#### [EXERCISE OBJECTIVE]
Please change "photograph" to "image" throughout the rows below and reproduce them with nothing else altered. Leave the pictures out.

#### [PROVIDED DATA]
..............................

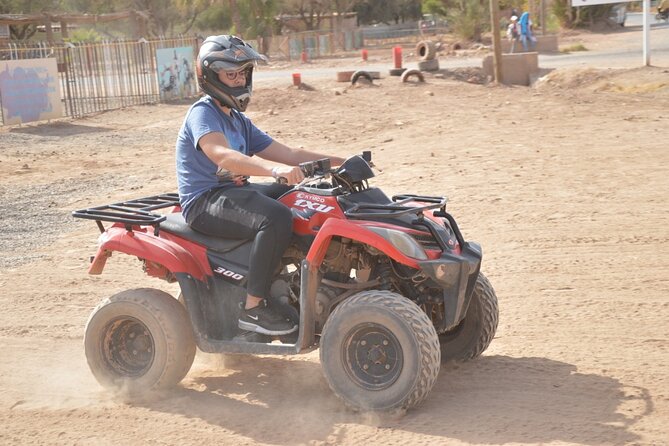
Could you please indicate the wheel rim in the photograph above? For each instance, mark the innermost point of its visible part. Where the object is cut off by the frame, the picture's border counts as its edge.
(128, 347)
(372, 356)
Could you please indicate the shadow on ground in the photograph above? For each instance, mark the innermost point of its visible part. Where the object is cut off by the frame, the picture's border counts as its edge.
(493, 400)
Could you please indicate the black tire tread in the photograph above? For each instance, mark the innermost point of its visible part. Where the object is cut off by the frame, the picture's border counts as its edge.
(159, 304)
(422, 327)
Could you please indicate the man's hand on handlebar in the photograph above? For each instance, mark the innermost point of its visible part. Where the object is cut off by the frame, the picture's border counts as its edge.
(288, 174)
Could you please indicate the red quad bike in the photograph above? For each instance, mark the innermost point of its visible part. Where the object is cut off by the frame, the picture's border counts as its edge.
(388, 289)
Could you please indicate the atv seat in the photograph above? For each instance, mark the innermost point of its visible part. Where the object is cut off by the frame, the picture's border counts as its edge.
(175, 224)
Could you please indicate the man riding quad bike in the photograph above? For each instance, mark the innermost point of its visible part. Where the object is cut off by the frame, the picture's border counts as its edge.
(387, 288)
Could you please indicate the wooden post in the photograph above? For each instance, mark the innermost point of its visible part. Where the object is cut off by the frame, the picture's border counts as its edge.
(496, 41)
(49, 30)
(63, 29)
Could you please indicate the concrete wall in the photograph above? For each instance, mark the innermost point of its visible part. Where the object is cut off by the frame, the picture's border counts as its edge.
(545, 44)
(517, 68)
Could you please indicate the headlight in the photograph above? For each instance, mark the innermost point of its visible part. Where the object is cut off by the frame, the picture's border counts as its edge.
(403, 242)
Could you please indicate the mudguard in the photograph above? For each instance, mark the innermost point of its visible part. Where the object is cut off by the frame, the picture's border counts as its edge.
(147, 246)
(355, 231)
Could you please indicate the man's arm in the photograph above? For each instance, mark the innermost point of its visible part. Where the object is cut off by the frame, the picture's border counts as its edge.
(215, 146)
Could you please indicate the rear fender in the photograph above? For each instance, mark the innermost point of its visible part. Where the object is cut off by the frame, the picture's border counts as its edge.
(147, 246)
(355, 231)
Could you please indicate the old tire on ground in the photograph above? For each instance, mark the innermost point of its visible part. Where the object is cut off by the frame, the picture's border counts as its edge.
(344, 76)
(413, 73)
(396, 71)
(428, 65)
(379, 352)
(139, 340)
(474, 334)
(426, 50)
(361, 74)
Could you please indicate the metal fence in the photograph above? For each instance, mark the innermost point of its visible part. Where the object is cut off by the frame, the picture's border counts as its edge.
(106, 76)
(97, 77)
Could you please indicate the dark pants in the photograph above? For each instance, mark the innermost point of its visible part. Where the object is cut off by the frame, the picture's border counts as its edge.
(248, 212)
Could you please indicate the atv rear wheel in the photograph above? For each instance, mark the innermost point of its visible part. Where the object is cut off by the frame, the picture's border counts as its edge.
(379, 352)
(139, 340)
(474, 334)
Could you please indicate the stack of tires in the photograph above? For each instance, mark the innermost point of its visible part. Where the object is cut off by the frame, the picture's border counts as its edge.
(427, 52)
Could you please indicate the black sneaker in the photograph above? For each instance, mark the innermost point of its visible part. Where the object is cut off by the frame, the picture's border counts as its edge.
(262, 319)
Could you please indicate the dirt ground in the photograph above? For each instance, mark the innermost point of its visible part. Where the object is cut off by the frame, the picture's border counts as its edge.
(564, 184)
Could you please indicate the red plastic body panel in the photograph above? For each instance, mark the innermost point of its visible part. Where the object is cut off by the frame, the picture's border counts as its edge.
(354, 230)
(322, 208)
(174, 253)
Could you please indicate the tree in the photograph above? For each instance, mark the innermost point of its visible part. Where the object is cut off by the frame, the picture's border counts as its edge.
(23, 32)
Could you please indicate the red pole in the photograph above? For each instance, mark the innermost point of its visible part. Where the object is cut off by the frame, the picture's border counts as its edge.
(397, 56)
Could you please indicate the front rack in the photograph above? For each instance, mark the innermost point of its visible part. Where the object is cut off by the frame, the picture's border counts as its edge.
(397, 208)
(131, 213)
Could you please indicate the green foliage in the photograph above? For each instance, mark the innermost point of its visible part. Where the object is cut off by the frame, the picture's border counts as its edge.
(84, 35)
(436, 7)
(469, 19)
(387, 11)
(214, 20)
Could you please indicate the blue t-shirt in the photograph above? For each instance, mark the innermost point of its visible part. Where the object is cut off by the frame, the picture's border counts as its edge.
(196, 173)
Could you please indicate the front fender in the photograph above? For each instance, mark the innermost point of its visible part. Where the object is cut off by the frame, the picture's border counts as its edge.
(145, 246)
(355, 231)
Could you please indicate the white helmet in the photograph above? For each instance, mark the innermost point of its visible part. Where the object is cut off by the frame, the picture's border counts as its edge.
(227, 53)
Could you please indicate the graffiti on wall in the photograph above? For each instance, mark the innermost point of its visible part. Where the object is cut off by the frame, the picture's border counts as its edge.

..............................

#### [PROBLEM SOLUTION]
Could you please indicate the wheel rim in the image above? For each instance, mark the innermost point of its visible part. Where the object is cut off by the frame, the picture's border counts as its edge.
(128, 347)
(372, 356)
Could you please indicate the shadow on ground in the image above? For each instance, mark the innermost point of its visible part. Where the object is cut off by the frame, the picture's border counts as its edge.
(493, 400)
Could you please indicate the black tire tread in the image above? For each instance, mark the innermost point of its visible part. Where the object is cut off by the frame, the picture's border counts as its edge.
(159, 304)
(422, 327)
Could you please indicate the man's hand on handlebar in the image above? For each instance, mark the innermost point of its visible part. Where the object is cut off by the frame, the picture's border counts as its edge.
(288, 174)
Could you please indicate the red quad bike in the image above? For each instance, mark the innermost point of its visible part. Where the object is cut off by the frame, the picture's border counts as its edge.
(388, 289)
Could you please indicate the atv seat in the image above? For each instance, mark the innermost point of its visible part. Where the object is cut off by the frame, the picture's border counts as its edge.
(175, 224)
Could you please indicate the man riding quad bike in the image above? For each instance, mark the innermost point of its visible part. Where the object is cut off by the frame, the picture's border counts as its edge.
(387, 288)
Could you please indicate the wooden post in the image above? For each instance, mark the innermost point of its visible part. Where the object is cut off by the frame, the picture's border counts as its edge.
(496, 41)
(49, 30)
(63, 29)
Could you please indicate the concrete wall in the image above? For each instance, mark the innermost point of its visible part. Where the object is cut off by the frame, the picture's border counts as its edge.
(545, 44)
(517, 68)
Could you please indicate the headlight in the image above? For each instance, mark the innermost point of its visible part. Where the object is cut off by the frame, the picture's border counts as its edge.
(403, 242)
Could you please indicate the mudguard in the image above? For each instance, mark the innermost point of its visible part. Where the object is cut off by the frame, the picture's border counts as its edge.
(147, 246)
(355, 231)
Could you please indicate the man's arm in the image above? For each instance, mark the innermost point of its visible part. Where the object is cut off by the frame, the picture's border counts as its edge.
(215, 146)
Could you please indicate the rear fender in the image above? For each instance, mark the innermost point of its visible part. Where the object is cut off by the frame, the picture's border counts as its edge.
(147, 246)
(355, 231)
Could you please indicate the old tire on ground in the image above? For each instance, mark the innermost point of its visible part. Where the object is cut off by the frame, the picture's border counts as its edge.
(344, 76)
(413, 73)
(396, 71)
(428, 65)
(379, 352)
(139, 340)
(474, 334)
(426, 50)
(361, 74)
Could you please indicate the metal fence in the image above? For each instance, mark the innermost point of its visible part. Where the object is cut off by the frame, the picture's border counts as its edge.
(106, 76)
(97, 77)
Could you please indicate the dark pants in the image above? For each instance, mark the innermost point of its visible part. Where the object is cut off by the frame, the picture's border counts as its edge.
(248, 212)
Could you please indicate the atv rear wheel in the image above? For each instance, mark the innermost point of its visible part. Where the object is cut off by the frame, the picture's border counts as its edge.
(379, 352)
(139, 340)
(474, 334)
Could you please indicate the stack of tires in the image above? For each instance, mark the innermost point of its visible part. Where the object is cut off by the frame, the picture's border counts as its edge.
(427, 52)
Could you please indicate the black sneaker in the image above? For each instance, mark the innermost point of its visible part. Where the object is cut off by the frame, the picture's border counts as its edge.
(262, 319)
Could you please indicate the dirt ground in the image above? For each instance, mark the innermost point of its visible part. Where the object is cut off by the frame, the picture's border counts as its edge.
(564, 184)
Could you please indicate the red plastic body panel in the image above? For each instance, mark the innermost point of its visible part. Where the object is cut off by the frame, the picture's border counts as its edge.
(354, 230)
(322, 208)
(174, 253)
Could you please indicate the tree in the image above? For each instance, mark the innermost point of its visible part. Where the object is cut off by the frame, the picture's border counts as its edge.
(23, 32)
Could you please indicate the red pole in the image above? For each instance, mark the innermost point of its visible part. Where the object is cut off by the frame, the picture's border counts as its edge.
(397, 56)
Could you please indicate the front rack in the image above? For each instance, mark the innermost point of its visible part. Where the object is cut off by the frame, the picture's border counts as its edge.
(397, 208)
(131, 213)
Could you please indicate the green foliage in the image above? For each instance, mark the innermost point of its visible part. Where the object is cut off by the frame, the picture's border counts as its edge.
(84, 35)
(436, 7)
(469, 19)
(387, 11)
(214, 20)
Could you please indicate the blue t-shirt in the image above? For each instance, mark the innermost point of its visible part. Where the object is cut off by the frame, the picture's border counts as its edge.
(196, 173)
Could you please indicate the front fender in the image above? For each instance, mark the innermost point of its visible part. Where the object is cut off by the frame, the picture's border counts as its edge.
(145, 246)
(355, 231)
Could you please indicate the white helmet in the image above? For each instance, mark the innermost point of its visible part. Where the object is cut off by the frame, the picture's border counts as its edge.
(227, 53)
Could you please indicate the graffiti on wall in the image above? For each instance, mark the innermost point of its visible part. Where the object is cut off by the frame, the picture's border counts as its edge.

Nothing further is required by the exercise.